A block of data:
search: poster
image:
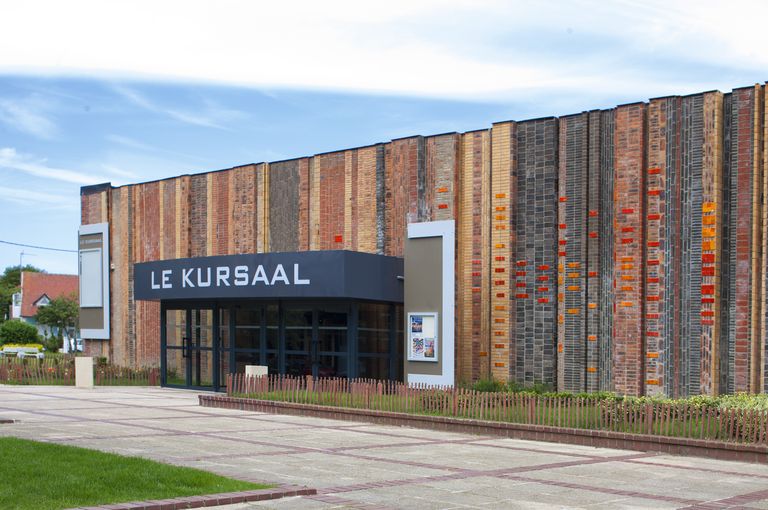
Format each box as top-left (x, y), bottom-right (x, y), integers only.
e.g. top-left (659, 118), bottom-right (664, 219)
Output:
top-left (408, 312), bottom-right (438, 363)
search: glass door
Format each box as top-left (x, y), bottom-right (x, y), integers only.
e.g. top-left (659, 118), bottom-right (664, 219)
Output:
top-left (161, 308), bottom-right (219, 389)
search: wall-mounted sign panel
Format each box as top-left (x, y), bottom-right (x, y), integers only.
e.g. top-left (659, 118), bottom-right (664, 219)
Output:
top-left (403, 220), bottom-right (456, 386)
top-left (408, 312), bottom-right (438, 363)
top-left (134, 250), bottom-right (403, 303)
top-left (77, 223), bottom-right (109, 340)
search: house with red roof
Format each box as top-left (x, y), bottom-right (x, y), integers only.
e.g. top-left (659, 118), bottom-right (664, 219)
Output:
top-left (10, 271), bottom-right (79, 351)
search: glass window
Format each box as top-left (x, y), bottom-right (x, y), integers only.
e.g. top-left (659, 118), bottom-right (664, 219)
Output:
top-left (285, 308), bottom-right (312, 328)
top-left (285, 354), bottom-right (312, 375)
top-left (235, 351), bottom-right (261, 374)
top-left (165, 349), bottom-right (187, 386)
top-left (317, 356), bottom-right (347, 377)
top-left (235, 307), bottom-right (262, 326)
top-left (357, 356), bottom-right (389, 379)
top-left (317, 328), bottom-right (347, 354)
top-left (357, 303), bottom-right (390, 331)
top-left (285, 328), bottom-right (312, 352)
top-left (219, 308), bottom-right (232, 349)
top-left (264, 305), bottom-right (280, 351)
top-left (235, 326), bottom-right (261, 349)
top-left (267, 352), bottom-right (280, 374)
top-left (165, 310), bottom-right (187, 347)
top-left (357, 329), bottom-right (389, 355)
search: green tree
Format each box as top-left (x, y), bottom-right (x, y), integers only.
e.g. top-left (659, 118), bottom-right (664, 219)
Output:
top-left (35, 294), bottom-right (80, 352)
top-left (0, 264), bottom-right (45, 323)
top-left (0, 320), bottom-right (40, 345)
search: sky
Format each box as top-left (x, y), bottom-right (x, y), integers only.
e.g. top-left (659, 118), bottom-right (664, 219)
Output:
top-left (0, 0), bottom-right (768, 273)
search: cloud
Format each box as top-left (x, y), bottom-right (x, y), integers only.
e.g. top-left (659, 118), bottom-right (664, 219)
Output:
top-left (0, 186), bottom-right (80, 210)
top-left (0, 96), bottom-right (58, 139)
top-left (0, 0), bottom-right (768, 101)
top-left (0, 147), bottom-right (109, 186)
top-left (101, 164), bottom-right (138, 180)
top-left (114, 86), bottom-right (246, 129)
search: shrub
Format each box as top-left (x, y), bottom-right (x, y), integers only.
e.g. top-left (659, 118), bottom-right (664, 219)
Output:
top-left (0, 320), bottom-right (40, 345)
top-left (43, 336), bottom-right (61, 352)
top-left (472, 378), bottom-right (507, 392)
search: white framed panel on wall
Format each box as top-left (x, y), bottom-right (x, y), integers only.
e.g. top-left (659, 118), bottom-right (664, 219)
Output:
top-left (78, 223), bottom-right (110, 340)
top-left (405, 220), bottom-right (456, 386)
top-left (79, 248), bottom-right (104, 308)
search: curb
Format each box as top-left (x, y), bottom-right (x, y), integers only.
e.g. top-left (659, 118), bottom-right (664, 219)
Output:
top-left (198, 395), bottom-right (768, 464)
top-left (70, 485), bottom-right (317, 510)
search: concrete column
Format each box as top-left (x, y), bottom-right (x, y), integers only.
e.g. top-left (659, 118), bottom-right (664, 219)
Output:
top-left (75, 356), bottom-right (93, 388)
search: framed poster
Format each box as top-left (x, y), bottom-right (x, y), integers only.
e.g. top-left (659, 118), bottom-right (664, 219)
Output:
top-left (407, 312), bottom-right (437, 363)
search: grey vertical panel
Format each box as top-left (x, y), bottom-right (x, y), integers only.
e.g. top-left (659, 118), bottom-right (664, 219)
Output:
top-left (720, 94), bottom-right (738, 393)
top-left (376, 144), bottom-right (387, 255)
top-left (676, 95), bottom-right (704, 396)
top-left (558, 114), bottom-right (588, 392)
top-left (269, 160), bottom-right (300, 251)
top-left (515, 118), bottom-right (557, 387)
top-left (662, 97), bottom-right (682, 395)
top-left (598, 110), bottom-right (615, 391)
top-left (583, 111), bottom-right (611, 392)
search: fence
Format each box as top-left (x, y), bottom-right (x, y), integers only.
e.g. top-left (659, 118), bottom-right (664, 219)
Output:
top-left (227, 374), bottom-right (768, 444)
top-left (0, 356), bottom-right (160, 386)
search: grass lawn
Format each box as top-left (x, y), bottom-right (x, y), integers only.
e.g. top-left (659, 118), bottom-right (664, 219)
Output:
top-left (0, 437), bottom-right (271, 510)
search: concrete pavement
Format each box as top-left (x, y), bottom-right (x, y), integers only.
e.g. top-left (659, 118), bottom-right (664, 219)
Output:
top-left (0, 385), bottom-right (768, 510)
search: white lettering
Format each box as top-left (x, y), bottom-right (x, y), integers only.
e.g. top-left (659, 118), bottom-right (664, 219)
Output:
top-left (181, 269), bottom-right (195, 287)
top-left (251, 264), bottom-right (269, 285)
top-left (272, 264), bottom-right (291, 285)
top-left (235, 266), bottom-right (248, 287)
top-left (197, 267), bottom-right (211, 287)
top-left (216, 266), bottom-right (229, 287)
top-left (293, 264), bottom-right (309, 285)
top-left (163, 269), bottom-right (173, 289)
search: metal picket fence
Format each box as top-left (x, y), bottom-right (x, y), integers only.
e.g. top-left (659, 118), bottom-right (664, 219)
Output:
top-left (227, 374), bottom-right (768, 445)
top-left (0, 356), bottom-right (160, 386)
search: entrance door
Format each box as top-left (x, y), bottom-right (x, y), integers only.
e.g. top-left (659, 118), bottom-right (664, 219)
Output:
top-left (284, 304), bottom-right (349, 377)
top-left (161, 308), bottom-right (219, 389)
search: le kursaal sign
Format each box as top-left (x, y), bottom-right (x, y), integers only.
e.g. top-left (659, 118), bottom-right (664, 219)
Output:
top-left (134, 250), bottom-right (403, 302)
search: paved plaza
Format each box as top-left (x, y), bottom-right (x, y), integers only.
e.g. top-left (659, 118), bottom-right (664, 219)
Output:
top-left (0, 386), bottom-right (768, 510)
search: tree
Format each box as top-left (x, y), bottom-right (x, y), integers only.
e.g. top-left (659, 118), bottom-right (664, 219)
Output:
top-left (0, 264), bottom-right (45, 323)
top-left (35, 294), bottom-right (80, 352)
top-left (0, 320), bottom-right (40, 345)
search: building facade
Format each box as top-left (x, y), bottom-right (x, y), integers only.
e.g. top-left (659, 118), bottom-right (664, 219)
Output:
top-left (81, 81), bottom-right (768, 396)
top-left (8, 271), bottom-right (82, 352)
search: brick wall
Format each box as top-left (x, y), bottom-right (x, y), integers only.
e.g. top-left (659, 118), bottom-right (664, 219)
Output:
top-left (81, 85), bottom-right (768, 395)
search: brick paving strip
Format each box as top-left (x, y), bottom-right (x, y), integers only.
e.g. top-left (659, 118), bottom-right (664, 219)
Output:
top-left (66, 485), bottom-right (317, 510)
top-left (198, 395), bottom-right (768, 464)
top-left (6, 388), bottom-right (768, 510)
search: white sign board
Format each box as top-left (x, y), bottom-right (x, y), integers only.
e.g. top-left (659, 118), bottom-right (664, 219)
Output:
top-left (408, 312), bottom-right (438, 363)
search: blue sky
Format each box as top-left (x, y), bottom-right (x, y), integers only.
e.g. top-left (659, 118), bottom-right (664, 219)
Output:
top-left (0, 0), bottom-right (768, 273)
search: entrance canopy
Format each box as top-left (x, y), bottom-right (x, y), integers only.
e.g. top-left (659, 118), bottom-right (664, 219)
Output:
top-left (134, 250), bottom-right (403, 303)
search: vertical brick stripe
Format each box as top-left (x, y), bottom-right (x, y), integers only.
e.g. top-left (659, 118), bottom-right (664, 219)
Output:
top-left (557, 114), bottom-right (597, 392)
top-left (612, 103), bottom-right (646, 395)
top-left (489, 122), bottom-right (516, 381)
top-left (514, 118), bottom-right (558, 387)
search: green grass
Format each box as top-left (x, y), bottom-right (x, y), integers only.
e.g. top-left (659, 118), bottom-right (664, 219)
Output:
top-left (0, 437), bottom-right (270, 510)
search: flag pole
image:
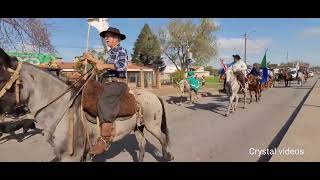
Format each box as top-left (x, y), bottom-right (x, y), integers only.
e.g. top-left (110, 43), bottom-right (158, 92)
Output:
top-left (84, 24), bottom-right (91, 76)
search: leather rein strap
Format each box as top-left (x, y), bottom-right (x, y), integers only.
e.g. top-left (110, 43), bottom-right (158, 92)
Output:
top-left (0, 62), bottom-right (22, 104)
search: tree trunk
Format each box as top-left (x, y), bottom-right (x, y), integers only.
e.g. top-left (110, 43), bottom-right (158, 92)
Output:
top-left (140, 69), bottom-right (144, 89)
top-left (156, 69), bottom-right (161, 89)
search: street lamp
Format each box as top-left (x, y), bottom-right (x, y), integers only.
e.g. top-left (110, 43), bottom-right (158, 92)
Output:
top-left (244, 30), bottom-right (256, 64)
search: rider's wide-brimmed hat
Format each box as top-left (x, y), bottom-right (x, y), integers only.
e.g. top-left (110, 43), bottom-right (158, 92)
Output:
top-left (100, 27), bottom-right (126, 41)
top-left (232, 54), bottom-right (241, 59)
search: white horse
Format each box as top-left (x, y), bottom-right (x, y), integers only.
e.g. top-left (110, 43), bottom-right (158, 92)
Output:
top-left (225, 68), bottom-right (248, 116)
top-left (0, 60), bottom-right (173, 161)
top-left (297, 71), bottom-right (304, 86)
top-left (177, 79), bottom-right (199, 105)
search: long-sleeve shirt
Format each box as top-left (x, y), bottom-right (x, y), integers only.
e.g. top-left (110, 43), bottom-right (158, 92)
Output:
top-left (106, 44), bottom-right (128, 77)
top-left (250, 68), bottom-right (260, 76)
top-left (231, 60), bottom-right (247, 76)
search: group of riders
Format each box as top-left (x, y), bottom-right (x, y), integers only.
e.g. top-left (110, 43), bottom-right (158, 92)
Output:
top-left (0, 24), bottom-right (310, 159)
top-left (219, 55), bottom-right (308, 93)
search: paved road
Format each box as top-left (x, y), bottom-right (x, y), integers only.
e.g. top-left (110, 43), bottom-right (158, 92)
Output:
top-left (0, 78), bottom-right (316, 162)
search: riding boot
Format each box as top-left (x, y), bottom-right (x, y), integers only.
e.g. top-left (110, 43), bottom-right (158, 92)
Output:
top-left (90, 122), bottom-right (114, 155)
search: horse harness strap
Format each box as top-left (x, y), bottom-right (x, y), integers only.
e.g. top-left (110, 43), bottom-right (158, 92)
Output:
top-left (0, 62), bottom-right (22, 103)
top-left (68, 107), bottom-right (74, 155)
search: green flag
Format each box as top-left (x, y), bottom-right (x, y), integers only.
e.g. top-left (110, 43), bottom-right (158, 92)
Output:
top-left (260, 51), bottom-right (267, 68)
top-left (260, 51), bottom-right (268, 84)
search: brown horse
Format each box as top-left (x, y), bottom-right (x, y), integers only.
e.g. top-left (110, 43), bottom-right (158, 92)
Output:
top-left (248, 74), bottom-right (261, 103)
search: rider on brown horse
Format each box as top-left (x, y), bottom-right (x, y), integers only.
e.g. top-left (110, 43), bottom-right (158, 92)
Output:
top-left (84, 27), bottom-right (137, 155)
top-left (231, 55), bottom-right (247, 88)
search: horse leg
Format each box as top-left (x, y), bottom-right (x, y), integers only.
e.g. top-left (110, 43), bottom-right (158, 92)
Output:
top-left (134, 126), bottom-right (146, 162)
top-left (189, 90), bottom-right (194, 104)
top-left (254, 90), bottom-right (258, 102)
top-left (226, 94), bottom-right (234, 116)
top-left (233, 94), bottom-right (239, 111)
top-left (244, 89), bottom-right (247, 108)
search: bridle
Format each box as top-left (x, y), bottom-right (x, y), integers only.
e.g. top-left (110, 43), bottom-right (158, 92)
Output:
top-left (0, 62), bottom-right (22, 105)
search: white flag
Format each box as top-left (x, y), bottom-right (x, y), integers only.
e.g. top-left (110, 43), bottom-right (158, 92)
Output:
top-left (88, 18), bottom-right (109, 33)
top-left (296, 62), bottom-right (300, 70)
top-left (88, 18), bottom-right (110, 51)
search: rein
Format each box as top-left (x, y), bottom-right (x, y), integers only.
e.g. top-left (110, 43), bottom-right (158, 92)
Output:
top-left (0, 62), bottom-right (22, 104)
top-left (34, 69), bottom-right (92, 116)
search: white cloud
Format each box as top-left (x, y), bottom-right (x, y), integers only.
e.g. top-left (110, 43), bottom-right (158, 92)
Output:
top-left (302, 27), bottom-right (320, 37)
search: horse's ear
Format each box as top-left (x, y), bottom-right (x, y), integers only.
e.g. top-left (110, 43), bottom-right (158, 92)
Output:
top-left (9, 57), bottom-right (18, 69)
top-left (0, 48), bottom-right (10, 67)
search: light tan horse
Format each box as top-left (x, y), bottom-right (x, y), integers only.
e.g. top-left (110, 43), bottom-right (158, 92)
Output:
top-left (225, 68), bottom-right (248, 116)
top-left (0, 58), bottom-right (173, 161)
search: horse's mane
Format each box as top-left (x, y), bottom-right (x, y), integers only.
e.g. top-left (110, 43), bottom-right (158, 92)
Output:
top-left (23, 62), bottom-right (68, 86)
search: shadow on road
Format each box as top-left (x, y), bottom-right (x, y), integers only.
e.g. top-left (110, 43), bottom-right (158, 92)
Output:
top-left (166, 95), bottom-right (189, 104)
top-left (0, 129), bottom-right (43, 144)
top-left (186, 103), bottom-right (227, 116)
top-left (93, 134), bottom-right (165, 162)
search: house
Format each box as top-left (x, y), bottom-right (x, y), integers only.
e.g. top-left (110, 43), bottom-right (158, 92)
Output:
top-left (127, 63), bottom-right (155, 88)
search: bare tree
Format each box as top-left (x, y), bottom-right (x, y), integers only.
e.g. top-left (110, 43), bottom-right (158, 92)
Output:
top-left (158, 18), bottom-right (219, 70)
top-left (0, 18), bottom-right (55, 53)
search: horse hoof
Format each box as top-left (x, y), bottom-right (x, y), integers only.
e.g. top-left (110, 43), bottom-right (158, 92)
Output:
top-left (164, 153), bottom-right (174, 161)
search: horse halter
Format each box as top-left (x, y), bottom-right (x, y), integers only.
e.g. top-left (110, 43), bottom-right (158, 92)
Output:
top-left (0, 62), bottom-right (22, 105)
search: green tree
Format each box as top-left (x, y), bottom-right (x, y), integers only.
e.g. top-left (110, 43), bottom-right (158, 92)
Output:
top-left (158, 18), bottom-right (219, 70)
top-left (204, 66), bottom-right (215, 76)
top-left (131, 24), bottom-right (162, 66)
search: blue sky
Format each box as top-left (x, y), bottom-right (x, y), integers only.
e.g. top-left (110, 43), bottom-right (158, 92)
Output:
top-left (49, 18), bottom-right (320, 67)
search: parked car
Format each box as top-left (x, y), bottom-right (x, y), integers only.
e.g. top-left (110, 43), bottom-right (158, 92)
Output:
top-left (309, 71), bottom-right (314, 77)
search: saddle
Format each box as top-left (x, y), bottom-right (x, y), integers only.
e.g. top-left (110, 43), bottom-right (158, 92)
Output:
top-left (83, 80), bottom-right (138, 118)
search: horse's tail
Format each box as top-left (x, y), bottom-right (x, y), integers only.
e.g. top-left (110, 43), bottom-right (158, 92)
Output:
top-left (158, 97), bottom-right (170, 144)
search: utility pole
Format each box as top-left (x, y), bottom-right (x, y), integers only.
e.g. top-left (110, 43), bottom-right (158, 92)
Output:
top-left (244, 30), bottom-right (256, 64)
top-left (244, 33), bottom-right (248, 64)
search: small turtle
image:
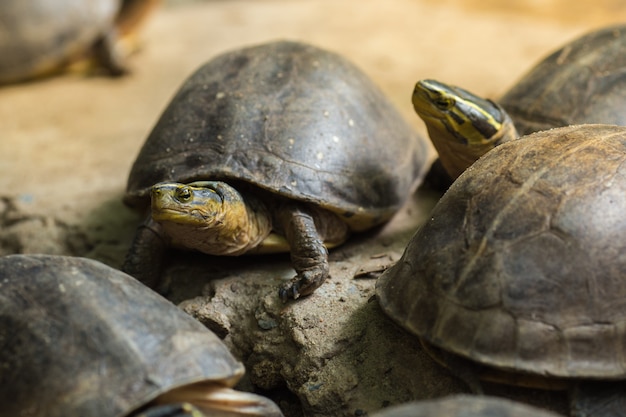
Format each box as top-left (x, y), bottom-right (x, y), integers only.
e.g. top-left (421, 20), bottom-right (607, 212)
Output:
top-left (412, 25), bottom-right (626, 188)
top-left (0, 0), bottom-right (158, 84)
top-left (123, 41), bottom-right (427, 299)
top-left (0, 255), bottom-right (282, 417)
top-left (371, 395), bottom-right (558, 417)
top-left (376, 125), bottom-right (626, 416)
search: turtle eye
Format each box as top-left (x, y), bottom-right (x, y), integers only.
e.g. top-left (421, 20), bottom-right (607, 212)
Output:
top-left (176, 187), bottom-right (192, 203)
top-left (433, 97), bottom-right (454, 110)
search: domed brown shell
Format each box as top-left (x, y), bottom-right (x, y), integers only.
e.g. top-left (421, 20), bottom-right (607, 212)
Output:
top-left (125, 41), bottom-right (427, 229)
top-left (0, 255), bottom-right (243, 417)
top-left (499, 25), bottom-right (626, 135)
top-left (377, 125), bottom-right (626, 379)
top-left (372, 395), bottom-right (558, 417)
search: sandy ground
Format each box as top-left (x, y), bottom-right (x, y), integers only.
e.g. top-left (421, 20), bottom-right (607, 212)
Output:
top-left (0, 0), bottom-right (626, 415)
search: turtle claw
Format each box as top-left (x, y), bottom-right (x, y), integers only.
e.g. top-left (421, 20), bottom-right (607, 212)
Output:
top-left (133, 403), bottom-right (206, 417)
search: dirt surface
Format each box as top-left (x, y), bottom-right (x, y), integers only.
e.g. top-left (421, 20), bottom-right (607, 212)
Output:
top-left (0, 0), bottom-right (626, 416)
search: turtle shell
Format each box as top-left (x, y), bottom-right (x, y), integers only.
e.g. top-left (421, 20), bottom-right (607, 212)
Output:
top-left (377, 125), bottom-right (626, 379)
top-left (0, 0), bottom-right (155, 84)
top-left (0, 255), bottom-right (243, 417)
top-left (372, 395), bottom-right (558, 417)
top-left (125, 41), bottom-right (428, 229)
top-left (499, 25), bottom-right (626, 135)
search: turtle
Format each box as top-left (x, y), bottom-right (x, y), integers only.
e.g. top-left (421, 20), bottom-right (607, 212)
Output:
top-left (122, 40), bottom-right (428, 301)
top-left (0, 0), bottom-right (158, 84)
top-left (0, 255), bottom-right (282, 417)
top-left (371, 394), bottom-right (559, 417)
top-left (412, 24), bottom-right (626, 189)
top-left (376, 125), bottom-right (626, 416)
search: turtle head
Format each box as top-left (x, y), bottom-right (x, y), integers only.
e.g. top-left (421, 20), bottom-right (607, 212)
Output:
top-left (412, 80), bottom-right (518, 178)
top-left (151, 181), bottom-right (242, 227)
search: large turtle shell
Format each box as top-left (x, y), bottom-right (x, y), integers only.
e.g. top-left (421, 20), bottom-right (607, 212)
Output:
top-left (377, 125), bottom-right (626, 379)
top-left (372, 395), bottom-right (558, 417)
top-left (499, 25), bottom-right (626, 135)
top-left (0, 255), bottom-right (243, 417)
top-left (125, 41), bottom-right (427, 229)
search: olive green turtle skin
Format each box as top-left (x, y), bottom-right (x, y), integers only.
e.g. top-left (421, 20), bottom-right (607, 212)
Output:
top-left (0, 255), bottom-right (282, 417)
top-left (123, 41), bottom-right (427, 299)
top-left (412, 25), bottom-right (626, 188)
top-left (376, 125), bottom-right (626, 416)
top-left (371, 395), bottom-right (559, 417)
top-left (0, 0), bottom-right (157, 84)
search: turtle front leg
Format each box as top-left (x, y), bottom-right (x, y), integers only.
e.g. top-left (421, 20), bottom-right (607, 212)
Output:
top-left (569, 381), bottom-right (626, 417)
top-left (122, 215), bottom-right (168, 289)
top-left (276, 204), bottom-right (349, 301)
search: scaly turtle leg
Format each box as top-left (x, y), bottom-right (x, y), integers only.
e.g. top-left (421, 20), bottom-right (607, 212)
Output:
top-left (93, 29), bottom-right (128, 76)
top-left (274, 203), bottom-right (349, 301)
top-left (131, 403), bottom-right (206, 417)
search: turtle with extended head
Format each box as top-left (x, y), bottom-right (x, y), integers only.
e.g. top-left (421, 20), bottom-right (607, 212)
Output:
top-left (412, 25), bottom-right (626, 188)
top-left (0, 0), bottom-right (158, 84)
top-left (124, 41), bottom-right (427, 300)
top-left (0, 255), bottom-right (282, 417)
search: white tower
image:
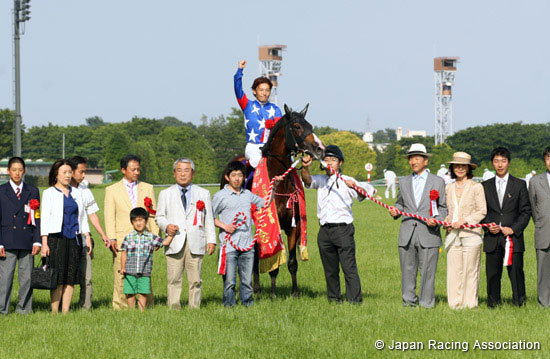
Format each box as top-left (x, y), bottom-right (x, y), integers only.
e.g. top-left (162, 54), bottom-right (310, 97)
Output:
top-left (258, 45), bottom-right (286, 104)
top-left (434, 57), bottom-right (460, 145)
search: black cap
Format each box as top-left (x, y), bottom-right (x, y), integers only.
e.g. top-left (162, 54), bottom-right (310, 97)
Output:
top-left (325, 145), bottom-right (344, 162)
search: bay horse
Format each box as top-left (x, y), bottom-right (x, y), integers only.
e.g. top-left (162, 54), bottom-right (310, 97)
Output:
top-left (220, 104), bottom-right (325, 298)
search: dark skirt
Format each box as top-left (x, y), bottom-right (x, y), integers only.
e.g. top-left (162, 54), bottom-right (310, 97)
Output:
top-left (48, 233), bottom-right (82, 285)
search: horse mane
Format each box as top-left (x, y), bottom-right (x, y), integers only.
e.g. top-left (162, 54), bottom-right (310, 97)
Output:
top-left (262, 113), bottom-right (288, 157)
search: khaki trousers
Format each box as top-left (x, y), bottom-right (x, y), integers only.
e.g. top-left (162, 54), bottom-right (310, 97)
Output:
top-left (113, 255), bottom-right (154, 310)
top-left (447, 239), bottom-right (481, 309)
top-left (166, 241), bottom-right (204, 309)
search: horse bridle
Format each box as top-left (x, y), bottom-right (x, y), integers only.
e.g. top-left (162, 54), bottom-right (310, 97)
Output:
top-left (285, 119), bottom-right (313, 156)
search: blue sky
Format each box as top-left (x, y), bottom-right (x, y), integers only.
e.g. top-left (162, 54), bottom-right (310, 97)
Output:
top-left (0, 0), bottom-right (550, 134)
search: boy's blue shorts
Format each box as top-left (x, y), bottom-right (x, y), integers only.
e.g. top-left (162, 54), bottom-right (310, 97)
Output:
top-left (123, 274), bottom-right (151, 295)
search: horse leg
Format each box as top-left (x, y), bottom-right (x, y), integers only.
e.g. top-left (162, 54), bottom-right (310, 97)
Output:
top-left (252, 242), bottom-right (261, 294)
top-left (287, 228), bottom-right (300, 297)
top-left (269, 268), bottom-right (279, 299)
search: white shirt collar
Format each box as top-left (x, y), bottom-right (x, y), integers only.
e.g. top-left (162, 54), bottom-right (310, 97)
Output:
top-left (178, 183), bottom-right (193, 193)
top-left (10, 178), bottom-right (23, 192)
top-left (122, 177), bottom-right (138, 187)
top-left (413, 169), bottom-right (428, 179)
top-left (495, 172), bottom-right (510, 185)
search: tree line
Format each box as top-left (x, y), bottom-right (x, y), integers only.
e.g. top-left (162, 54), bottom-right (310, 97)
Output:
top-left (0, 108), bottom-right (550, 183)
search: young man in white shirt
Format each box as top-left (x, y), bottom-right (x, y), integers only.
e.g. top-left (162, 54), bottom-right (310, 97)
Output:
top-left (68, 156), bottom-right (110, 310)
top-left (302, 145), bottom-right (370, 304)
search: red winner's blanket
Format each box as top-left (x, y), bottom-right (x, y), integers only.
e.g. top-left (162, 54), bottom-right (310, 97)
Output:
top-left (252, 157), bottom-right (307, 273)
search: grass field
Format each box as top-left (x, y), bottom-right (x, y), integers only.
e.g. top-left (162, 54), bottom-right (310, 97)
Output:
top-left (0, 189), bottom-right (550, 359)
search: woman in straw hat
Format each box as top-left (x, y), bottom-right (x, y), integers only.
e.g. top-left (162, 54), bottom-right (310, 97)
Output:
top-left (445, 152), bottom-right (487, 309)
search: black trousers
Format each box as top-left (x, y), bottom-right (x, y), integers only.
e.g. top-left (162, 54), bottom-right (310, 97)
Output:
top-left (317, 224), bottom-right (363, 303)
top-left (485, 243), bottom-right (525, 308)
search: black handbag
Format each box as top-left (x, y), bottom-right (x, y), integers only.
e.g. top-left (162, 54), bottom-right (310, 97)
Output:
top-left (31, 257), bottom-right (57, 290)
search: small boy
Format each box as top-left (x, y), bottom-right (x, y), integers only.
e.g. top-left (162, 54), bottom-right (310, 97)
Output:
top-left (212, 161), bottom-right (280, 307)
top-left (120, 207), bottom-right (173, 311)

Your task ▸ Reproduce the lines from the line with "search: white sign board" up to and including the line with "top-left (514, 118), bottom-right (558, 387)", substituting "front awning" for "entrance canopy" and leaving everything else unchanged.

Result of this exercise ▸
search: white sign board
Format each box as top-left (x, y), bottom-right (x, y), integers only.
e.g. top-left (659, 118), bottom-right (664, 219)
Output:
top-left (408, 312), bottom-right (438, 363)
search: blue sky
Format each box as top-left (x, y), bottom-right (x, y), integers only.
e.g. top-left (659, 118), bottom-right (664, 219)
Output:
top-left (0, 0), bottom-right (768, 273)
search: front awning
Format each box as top-left (x, y), bottom-right (x, y), integers only.
e.g. top-left (659, 118), bottom-right (664, 219)
Output:
top-left (134, 250), bottom-right (403, 303)
search: vertical brick stripe
Format each box as top-left (x, y), bottom-right (x, y), integers only.
e.g. top-left (659, 118), bottom-right (664, 219)
Output:
top-left (557, 114), bottom-right (597, 392)
top-left (612, 103), bottom-right (646, 395)
top-left (489, 122), bottom-right (516, 381)
top-left (514, 118), bottom-right (558, 387)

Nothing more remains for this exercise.